**Section de texte:**
Est-ce que tous les peuples quantifient l’intelligence ou est-ce une obsession occidentale  ?

C’est essentiellement une obsession occidentale. En particulier parce que d’autres cultures valorisent beaucoup plus l’intelligence émotionnelle, l’entraide ou d’autres qualités. Mais aussi parce que ce qu’on appelle « intelligence » varie d’une culture à l’autre. Un collègue praticien me disait qu’il était impossible de faire passer des tests d’intelligence dans certains pays africains parce que les personnes sont tellement loin de notre mode de pensée qu’elles ne comprennent pas pourquoi elles devraient répéter des suites de cinq lettres ou résoudre des problèmes arithmétiques absurdes et ne répondent tout simplement pas. Pour des raisons culturelles, les tests sont inutilisables là-bas.

Quelles corrélations peut-on établir avec le bonheur, la réussite, la fortune, la mortalité  ?

Un QI plus élevé est statistiquement (légèrement) lié à moins de mortalité, plus de réussite professionnelle, une meilleure satisfaction au travail et des revenus plus élevés. Ces corrélations sont faibles, mais bien établies.

**Données fournies:**
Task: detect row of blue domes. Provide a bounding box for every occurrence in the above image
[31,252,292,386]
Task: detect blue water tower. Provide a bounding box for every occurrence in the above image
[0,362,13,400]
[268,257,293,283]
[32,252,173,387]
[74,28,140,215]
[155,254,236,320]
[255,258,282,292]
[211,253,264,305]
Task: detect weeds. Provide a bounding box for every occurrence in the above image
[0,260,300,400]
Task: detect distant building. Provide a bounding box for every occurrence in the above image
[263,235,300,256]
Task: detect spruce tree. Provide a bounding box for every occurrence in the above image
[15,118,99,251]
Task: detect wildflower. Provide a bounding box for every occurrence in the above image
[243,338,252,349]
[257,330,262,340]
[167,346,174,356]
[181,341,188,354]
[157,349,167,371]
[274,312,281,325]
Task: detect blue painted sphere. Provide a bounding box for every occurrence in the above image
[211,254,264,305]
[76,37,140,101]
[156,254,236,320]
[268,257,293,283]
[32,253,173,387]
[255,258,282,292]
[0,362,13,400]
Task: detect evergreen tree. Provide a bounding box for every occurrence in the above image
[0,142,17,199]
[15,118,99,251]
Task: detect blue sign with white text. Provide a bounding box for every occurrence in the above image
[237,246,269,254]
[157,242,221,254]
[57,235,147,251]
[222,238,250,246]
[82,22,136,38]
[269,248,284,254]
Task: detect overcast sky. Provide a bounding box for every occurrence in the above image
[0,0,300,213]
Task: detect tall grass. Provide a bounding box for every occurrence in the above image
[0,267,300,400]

**Consigne 1:** Pouvez-vous résumer en quelques phrases le paragraphe de l'extrait sur l'intelligence qui commence par « C’est essentiellement une obsession occidentale », sans perdre ses faits principaux ?
**Consigne 2:** Pouvez-vous recopier à l'identique le passage de l'extrait sur l'intelligence qui s'ouvre sur les mots contenant « Est-ce que tous » et se termine par « sont inutilisables là-bas. » ?
La liste n'a aucun rapport avec l'extrait sur l'intelligence.

**Zone de réponse 1:** Mesurer l'intelligence relève surtout d'une obsession occidentale. D'autres cultures valorisent davantage l'intelligence émotionnelle, l'entraide ou d'autres qualités, et ce qu'on nomme « intelligence » varie selon les cultures. D'après un collègue praticien, dans certains pays africains, les personnes ne comprennent pas pourquoi répéter des suites de cinq lettres ou résoudre des problèmes arithmétiques absurdes et ne répondent tout simplement pas. Pour des raisons culturelles, les tests y sont donc inutilisables.

**Zone de réponse 2:**
Est-ce que tous les peuples quantifient l’intelligence ou est-ce une obsession occidentale  ?

C’est essentiellement une obsession occidentale. En particulier parce que d’autres cultures valorisent beaucoup plus l’intelligence émotionnelle, l’entraide ou d’autres qualités. Mais aussi parce que ce qu’on appelle « intelligence » varie d’une culture à l’autre. Un collègue praticien me disait qu’il était impossible de faire passer des tests d’intelligence dans certains pays africains parce que les personnes sont tellement loin de notre mode de pensée qu’elles ne comprennent pas pourquoi elles devraient répéter des suites de cinq lettres ou résoudre des problèmes arithmétiques absurdes et ne répondent tout simplement pas. Pour des raisons culturelles, les tests sont inutilisables là-bas.